## PAGE EXCERPT
Many Internet services are based on gathering data about users, and using that data for targeted advertisements. More data from more users makes it possible to run a service more accurately or with better results; here again scale brings advantages.

Another trend is that more and more content is becoming available locally, from a content delivery or provider function directly on one’s own ISP network. We predict that eventually most content will be delivered this way, reducing the role that global IP connectivity across the Internet plays. By some metrics this has already happened; what practical - positive or negative - impacts might this have on the Internet technology?

There are also security tradeoffs. Large entities are generally better equipped to move to more recent and more secure technology. For instance, the Domain Name System (DNS) shows signs of ageing but due to the legacy of deployed systems, has changed very slowly. Newer technology developed in accordance with IETF standards enables DNS queries to be performed confidentially, but its deployment is happening mostly in browsers that use global DNS resolver services, such as Cloudflare’s 1.1.1.1 or Google’s 8.8.8.8. This results in faster evolution and better security for end users.

However, if one steps back and considers the overall security effects of these developments, the resulting effects can be different. While the security of the actual protocol exchanges improves with the introduction of this new technology, at the same time this implies a move from using a worldwide distributed set of DNS resolvers into, again, more centralised global resolvers. While these resolvers are very well maintained (and a great service), they are potentially high-value targets for pervasive monitoring and Denial-of-Service (DoS) attacks. In 2016, for example, DoS attacks were launched against Dyn, one of the largest DNS providers, leading to some outages.

4. Call to Action

Are there assumptions about the Internet architecture that no longer hold in a world where larger, more centralised entities provide big parts of the Internet service? If the world changes, the Internet and its technology/architecture may have to match those changes.

It appears that leveling the playing field for new entrants or small players brings potential benefits. Are there technical solutions that are missing today?

Of course, it may well be that technology improvements are hard to come by. Nevertheless, recognizing the risks of consolidation in both current and proposed future technologies is the first step in proactively avoiding those risks where possible.

Assuming that one does not wish for regulation, technologies that support distributed architectures, open source implementations of currently centralised network functions, or helping increase users’ control can be beneficial. Federation, for example, would help enable distributed services in situations where smaller entities would like to collaborate.

Similarly, in an asymmetric power balance between users and services, tools that enable the user to control what information is provided to a particular service can be very helpful. Some such tools exist, for instance, in the privacy and prevention-tracking modes of popular browsers, but why are these modes not the default, and could we develop them further?

It is also surprising that in the age of software-defined everything, we can program almost anything else except the globally provided, packaged services. Opening up interfaces would allow the building of additional, innovative services, and better match users’ needs.

Silver bullets are rare, of course. Internet service markets sometimes fragment rather than cooperate through federation. And the asymmetric power balances are easiest changed with data that is user-controlled, but it is much harder to change when someone else holds it. Nevertheless, the exploration of solutions to ensure the Internet is kept open for new innovations and in the control of users is very important.

## REQUIRED TASKS
1. In the excerpt on Internet consolidation, which DNS provider faced denial-of-service attacks in 2016?
2. Summarize the excerpt on Internet consolidation in two sentences.
3. According to the excerpt on Internet consolidation, why can confidential DNS queries have mixed overall security effects?

Excerpts of pointing data:
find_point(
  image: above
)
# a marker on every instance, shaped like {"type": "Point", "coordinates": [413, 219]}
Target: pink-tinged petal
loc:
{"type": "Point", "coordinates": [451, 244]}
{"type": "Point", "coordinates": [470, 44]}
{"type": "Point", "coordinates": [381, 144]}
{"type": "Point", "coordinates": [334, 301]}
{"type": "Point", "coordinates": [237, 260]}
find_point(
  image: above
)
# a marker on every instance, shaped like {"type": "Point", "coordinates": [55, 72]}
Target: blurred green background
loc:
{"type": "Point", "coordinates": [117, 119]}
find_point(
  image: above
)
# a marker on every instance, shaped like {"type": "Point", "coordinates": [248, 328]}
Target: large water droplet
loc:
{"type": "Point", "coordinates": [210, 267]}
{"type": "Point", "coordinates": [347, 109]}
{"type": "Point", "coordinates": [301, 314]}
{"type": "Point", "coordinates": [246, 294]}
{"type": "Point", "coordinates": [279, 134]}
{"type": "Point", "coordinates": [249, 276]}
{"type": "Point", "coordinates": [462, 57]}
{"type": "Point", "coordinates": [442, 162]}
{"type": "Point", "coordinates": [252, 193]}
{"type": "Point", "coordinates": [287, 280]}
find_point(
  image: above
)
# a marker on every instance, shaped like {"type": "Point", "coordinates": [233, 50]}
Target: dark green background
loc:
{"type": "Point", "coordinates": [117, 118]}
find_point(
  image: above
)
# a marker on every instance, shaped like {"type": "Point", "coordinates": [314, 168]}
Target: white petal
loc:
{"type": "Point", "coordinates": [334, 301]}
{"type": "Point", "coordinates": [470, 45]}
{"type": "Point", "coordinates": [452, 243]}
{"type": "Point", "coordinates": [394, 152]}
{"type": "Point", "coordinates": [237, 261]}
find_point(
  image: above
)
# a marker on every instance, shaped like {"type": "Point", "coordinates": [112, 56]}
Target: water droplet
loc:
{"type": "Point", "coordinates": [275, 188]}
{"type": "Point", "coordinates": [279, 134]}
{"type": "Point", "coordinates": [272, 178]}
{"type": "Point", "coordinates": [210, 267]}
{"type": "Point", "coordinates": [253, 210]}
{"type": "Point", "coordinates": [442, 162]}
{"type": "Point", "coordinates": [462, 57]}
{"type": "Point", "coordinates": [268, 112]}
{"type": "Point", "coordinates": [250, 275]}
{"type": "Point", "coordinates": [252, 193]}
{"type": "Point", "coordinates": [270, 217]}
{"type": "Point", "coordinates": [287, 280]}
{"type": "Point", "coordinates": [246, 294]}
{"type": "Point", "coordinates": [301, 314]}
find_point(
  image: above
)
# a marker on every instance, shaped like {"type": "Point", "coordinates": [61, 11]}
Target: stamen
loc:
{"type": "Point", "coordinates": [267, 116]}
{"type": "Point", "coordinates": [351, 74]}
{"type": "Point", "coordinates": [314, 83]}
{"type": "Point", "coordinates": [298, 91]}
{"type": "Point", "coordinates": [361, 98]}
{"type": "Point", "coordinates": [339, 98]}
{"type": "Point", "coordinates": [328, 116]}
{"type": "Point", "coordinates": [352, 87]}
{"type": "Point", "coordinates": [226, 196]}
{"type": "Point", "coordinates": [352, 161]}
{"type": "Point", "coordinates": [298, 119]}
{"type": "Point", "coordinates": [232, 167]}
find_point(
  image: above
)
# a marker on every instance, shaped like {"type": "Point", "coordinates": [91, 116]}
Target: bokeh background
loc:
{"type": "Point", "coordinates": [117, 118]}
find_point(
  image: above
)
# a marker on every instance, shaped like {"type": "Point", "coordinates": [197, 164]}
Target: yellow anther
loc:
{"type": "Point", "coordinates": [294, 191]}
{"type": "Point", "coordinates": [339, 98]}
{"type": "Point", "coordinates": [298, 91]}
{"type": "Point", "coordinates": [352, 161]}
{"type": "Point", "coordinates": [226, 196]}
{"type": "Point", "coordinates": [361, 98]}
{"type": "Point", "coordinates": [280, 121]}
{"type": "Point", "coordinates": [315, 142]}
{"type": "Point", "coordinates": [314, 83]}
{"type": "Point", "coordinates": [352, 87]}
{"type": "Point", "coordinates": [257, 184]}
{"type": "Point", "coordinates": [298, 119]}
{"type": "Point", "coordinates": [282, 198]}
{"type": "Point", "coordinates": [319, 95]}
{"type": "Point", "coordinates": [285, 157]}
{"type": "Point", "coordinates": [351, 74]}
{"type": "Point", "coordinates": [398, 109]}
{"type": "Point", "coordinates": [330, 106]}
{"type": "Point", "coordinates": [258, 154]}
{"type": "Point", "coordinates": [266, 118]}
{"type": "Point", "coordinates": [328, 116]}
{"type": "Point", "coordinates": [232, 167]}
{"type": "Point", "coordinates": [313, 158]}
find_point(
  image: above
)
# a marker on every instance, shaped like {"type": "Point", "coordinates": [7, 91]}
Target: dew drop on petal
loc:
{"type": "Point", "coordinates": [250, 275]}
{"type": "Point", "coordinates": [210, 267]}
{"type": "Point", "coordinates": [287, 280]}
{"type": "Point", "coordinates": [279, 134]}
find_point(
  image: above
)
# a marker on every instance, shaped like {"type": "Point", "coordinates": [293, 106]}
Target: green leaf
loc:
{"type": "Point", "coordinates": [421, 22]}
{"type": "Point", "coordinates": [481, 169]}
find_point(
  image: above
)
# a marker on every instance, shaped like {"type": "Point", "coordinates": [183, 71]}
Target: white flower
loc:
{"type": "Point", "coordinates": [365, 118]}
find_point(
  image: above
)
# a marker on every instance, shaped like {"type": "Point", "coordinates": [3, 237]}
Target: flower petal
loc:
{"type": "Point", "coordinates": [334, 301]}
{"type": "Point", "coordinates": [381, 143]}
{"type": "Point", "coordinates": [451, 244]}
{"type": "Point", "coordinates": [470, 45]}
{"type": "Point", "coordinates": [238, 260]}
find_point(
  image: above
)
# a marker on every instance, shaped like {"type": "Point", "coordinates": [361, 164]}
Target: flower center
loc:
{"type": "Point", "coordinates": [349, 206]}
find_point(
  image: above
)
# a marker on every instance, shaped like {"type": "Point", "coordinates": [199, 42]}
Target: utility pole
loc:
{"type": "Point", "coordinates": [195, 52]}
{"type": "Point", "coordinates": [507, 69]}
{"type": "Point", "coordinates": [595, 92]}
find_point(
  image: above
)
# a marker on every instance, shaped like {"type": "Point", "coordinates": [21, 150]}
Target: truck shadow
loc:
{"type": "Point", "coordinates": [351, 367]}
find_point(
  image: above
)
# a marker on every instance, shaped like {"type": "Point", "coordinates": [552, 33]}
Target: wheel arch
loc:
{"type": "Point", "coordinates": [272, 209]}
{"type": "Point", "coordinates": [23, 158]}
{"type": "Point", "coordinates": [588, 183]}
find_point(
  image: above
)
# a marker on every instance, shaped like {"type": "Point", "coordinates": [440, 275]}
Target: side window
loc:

## ANSWERS TO THE EXERCISE
1. Dyn, one of the largest DNS providers.

2. Scale gives large Internet services advantages, and while centralised services such as global DNS resolvers can deliver newer, more secure technology faster, they also become high-value targets for pervasive monitoring and denial-of-service attacks. The excerpt calls for recognizing these consolidation risks and exploring technical solutions such as distributed architectures, open source implementations, federation, user-controlled privacy tools and open interfaces to keep the Internet open to innovation and under users' control.

3. The new technology improves the security of the protocol exchanges, but its deployment mostly in browsers using global resolver services shifts DNS from a worldwide distributed set of resolvers to more centralised global ones. Those centralised resolvers, though well maintained, are potentially high-value targets for pervasive monitoring and denial-of-service attacks.